-- Source material follows --

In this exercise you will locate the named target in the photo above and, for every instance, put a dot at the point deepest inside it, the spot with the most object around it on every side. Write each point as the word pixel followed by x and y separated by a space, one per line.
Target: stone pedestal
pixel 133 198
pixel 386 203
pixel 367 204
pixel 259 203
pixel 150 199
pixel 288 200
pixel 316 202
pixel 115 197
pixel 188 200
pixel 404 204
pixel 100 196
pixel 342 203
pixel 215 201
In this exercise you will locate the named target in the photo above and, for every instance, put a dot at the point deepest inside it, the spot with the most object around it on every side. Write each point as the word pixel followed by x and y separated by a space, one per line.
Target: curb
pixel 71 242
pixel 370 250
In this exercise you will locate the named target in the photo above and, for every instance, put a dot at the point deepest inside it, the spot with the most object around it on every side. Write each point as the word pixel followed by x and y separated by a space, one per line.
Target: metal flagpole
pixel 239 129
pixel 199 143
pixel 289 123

-- Source material concluded --

What the task asks
Set down, please, the lines from the line holding "Target: curb" through the final line of the data, exactly and with nothing added.

Output for this task
Target: curb
pixel 71 242
pixel 370 250
In this exercise you will locate the named target in the photo above and, for every instance, put a dot at the point deepest inside it, the spot with the most object around it on every side. Write each point as the word pixel followed by x and y separated by a space, one per line.
Target: metal flagpole
pixel 239 129
pixel 199 143
pixel 289 123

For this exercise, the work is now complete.